#### [INSTRUCTIONS FOR THE TASK]
Copy out the lines of the material word for word, starting at the line containing "target: green leaf" and ending at the line containing "M 197 274 L", both of those lines included.

#### [RECORDS SHOWN]
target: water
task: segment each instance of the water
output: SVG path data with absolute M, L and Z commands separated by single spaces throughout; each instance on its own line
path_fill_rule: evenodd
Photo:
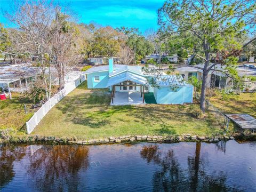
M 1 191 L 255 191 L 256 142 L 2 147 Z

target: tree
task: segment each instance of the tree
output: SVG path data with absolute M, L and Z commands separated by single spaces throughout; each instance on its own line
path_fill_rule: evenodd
--
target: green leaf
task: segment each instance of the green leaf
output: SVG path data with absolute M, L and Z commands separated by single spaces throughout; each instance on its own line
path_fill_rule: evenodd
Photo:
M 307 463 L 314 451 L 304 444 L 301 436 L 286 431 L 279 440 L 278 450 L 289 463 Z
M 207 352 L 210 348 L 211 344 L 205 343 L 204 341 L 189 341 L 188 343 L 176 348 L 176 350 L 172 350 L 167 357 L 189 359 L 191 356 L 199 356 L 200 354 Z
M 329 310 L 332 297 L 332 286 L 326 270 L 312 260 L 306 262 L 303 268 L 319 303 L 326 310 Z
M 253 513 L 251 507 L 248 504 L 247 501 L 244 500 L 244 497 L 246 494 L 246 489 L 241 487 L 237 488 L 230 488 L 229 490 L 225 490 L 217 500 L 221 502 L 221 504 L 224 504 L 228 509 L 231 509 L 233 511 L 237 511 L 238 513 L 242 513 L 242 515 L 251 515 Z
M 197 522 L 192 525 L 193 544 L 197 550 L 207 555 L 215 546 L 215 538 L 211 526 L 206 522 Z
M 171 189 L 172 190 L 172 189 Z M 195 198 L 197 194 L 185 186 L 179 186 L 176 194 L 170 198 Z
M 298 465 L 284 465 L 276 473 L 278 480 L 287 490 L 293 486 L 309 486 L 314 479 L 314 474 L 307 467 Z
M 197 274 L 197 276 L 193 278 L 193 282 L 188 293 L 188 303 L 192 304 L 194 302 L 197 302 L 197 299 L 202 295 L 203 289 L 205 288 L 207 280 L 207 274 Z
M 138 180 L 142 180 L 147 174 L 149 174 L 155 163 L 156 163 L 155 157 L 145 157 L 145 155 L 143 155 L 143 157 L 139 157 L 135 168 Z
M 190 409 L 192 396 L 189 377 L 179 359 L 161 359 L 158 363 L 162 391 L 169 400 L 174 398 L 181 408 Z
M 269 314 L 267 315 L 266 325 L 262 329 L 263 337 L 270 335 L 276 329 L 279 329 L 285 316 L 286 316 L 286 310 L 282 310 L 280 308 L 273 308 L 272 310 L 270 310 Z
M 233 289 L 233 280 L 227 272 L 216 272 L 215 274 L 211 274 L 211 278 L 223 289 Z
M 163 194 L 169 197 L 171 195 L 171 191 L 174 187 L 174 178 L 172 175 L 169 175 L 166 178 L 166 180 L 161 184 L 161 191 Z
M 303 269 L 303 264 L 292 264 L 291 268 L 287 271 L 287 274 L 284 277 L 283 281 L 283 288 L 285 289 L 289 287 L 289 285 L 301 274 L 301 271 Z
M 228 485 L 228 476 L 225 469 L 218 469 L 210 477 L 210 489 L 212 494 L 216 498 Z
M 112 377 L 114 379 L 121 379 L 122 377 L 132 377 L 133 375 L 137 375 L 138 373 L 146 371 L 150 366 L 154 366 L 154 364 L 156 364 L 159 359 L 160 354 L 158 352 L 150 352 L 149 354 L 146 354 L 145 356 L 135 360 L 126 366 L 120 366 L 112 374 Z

#### [RESPONSE TO THE TASK]
target: green leaf
task: segment each instance of the green leaf
output: SVG path data with absolute M, L and Z commands separated by single spaces throughout; each instance on its own line
path_fill_rule: evenodd
Photo:
M 307 463 L 314 451 L 304 444 L 301 436 L 286 431 L 279 440 L 278 450 L 289 463 Z
M 207 352 L 210 348 L 211 344 L 205 343 L 204 341 L 189 341 L 188 343 L 176 348 L 176 350 L 172 350 L 167 357 L 189 359 L 191 356 L 199 356 L 200 354 Z
M 329 310 L 332 297 L 332 286 L 326 270 L 312 260 L 306 262 L 303 268 L 319 303 L 326 310 Z
M 253 513 L 251 507 L 248 504 L 247 501 L 244 500 L 244 497 L 246 494 L 246 489 L 241 487 L 237 488 L 230 488 L 229 490 L 225 490 L 217 500 L 221 502 L 221 504 L 224 504 L 228 509 L 231 509 L 233 511 L 237 511 L 238 513 L 242 513 L 242 515 L 251 515 Z
M 197 522 L 192 525 L 193 544 L 197 550 L 207 555 L 215 546 L 215 538 L 211 526 L 206 522 Z
M 171 189 L 172 190 L 172 189 Z M 195 198 L 197 194 L 185 186 L 179 186 L 176 194 L 170 198 Z
M 298 465 L 284 465 L 276 473 L 278 480 L 287 490 L 293 486 L 309 486 L 314 479 L 314 474 L 307 467 Z
M 197 274 L 197 276 L 193 278 L 193 282 L 188 293 L 188 303 L 192 304 L 194 302 L 197 302 L 197 299 L 202 295 L 203 289 L 205 288 L 207 280 L 207 274 Z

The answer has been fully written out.